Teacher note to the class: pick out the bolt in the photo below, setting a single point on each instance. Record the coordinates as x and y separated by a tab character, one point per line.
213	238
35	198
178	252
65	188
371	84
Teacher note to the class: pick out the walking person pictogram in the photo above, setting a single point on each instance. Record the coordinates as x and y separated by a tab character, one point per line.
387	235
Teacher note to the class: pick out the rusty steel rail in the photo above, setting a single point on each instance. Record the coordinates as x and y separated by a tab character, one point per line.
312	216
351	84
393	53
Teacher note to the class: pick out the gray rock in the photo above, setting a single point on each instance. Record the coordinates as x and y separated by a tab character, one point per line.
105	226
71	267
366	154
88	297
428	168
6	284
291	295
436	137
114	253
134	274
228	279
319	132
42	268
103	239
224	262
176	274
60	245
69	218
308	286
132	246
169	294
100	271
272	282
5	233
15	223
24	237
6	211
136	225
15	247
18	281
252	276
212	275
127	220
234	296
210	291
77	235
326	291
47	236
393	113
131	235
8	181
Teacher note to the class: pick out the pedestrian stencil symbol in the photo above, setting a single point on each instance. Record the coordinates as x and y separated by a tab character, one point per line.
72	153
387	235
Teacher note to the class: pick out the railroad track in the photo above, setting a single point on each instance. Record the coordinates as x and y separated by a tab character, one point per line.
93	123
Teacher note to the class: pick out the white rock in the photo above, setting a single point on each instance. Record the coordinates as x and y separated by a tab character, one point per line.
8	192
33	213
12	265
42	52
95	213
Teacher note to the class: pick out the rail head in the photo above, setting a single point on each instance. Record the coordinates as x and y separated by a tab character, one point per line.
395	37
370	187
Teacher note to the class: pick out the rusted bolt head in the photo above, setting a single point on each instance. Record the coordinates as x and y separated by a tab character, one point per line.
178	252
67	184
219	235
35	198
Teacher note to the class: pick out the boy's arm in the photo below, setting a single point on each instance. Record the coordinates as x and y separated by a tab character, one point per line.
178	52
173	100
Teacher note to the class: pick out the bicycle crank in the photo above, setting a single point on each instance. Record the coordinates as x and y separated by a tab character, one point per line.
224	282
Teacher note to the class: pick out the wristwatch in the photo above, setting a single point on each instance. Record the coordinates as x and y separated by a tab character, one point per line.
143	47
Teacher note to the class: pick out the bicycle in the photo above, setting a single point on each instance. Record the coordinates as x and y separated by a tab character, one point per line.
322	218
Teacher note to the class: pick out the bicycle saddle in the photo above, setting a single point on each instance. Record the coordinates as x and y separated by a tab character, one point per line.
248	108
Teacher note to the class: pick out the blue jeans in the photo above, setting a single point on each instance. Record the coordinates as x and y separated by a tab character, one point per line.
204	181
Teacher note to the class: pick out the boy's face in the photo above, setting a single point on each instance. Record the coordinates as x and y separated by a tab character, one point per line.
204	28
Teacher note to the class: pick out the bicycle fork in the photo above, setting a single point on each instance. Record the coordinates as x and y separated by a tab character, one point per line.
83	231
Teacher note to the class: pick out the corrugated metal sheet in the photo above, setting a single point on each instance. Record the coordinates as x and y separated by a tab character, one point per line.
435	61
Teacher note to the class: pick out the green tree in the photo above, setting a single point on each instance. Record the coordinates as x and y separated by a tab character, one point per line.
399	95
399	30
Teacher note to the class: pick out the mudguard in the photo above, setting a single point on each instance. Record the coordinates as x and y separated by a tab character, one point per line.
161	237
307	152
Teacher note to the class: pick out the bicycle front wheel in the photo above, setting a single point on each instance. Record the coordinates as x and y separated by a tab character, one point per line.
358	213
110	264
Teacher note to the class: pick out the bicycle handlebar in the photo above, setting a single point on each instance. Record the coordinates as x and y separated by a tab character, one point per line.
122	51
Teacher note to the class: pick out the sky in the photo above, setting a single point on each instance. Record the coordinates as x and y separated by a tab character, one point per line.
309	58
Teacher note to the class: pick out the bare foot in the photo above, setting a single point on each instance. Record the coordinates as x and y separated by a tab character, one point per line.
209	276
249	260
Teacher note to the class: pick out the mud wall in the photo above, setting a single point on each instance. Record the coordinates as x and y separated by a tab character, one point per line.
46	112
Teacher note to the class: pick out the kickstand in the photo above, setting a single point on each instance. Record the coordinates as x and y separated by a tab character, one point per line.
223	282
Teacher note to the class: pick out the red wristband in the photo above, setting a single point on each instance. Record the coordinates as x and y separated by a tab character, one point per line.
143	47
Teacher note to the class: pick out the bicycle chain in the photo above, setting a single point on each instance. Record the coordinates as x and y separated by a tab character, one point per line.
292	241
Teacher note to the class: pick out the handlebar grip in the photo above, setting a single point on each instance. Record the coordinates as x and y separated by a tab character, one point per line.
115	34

## EXERCISE AIM
Print all of the entries exactly as they are written.

## RESPONSE BOX
Teacher note to the class: pick out the bolt in the photo below, setting a single point on each instance. Record the coordinates as x and y separated by a tab character, one point per line.
213	238
35	198
178	252
65	188
371	84
Teacher note to the class: pick out the walking person pictogram in the photo above, setting a single point on each instance. Record the coordinates as x and y separated by a tab character, one point per line.
387	235
Teacher note to the class: pick out the rusty steel rail in the photo above, setting a single point on each instance. Record the coordinates as x and y separated by a tab character, one point per line.
312	216
351	84
393	53
Teacher note to the class: pick out the gray rock in the photo above, setting a single point on each instance. Record the coordinates as x and y separated by a tab character, one point per line.
105	226
71	267
366	154
88	297
428	168
6	284
291	295
436	137
114	253
134	274
228	279
319	132
42	268
103	239
224	262
176	274
60	245
69	218
308	286
132	246
169	294
100	271
272	282
5	233
15	223
24	237
6	211
136	225
15	247
18	281
252	276
212	275
127	220
234	296
210	291
77	235
326	291
47	236
393	113
131	235
8	181
Teacher note to the class: pick out the pedestrian stencil symbol in the photo above, setting a single point on each instance. Record the coordinates as x and y separated by a tab character, one point per line.
72	153
387	235
Teacher note to the class: pick out the railroad track in the photo above, setting a single point on each instance. Record the coordinates as x and y separated by a tab character, one point per line.
93	123
Teacher note to the class: pick out the white rock in the photo above, setting a single point on each instance. Record the coordinates as x and y separated by a tab character, one point per line.
8	192
33	213
12	265
42	52
95	213
Teacher note to the class: pick out the rail head in the photo above, setting a single point on each instance. Record the coordinates as x and y separated by a tab character, one point per line.
395	37
370	187
Teacher note to the class: pick out the rusted bolt head in the photo above, setting a single point on each instance. Record the coordinates as x and y separated by a tab character, one point per line.
178	252
67	184
219	235
35	198
Teacher note to the class: pick out the boy's arm in the photo below, setting a single point on each instance. Record the coordinates as x and y separated by a tab character, one point per line.
178	52
173	100
Teacher note to the class: pick out the bicycle crank in the photo above, setting a single point on each instance. Record the coordinates as x and y separated by a tab character, one point per line.
224	282
Teacher note to the class: pick out the wristwatch in the photo above, setting a single point on each instance. Record the coordinates as x and y separated by a tab character, one point per line.
143	47
Teacher note to the class: pick out the bicycle in the photo above, setting a single point on each instance. Record the coordinates as x and y separated by a tab character, one point per line.
322	218
Teacher note to the class: pick out the bicycle saddle in the photo above, setting a single point on each instance. Record the coordinates as x and y separated by a tab character, one point per line.
248	108
Teacher note to the class: pick out the blue jeans in the photo above, setting a single point on each instance. Record the coordinates as x and y separated by a tab character, one point per line.
204	181
Teacher note to the class: pick out the boy's face in the photo above, setting a single point on each instance. Record the coordinates as x and y separated by a tab character, one point per line.
204	28
Teacher note to the class: pick out the bicycle fork in the photo above, setting a single point on each instance. Record the coordinates as x and y separated by a tab character, one point per line.
83	231
Teacher note to the class: pick out the corrugated metal sheet in the photo above, setting a single point on each instance. Record the coordinates as x and y separated by a tab character, one point per line.
435	61
Teacher note to the class: pick out the green tree in the photo above, setting a single point on each instance. Record the coordinates as x and y separated by a tab character, one point per line.
399	95
399	30
Teacher note to the class: pick out the mudguard in the photo above, setting a single point on each instance. Record the coordinates as x and y separated by a tab character, one point per line.
161	237
307	152
Teacher note to the class: pick out the bicycle front wheel in the photo above, setting a single point on each instance. Record the coordinates as x and y separated by a tab character, one point per line.
358	213
110	264
Teacher note to the class: pick out the bicycle handlebar in the photo above, setting a single point on each instance. Record the coordinates as x and y separated by a tab character, one point per line.
122	51
Teacher note to the class: pick out the sky in the photo above, setting a single point on each instance. Record the coordinates as x and y separated by a tab character, one point per line.
309	58
Teacher note to the class: pick out the bare foot in the photo above, setting a single point on each instance. Record the coordinates as x and y separated by a tab character, one point per line.
209	276
249	260
Teacher note to the class: pick out the mud wall in the photo above, setting a single point on each instance. Record the coordinates as x and y separated by a tab character, one point per line.
46	112
Teacher note to the class: pick out the kickstand in the photo above, setting a single point on each instance. Record the coordinates as x and y separated by a tab character, one point per line.
223	282
Teacher note to the class: pick out the red wristband in the photo above, setting a single point on each instance. Record the coordinates as x and y separated by a tab character, one point per line.
143	47
Teacher note to the class: pick out the bicycle chain in the photo above, setting a single point on each instance. Record the coordinates as x and y separated by a tab character, one point per line.
292	241
Teacher note to the class: pick out the handlebar grip in the photo above, setting a single point on each instance. Record the coordinates as x and y separated by a tab character, one point per line.
115	34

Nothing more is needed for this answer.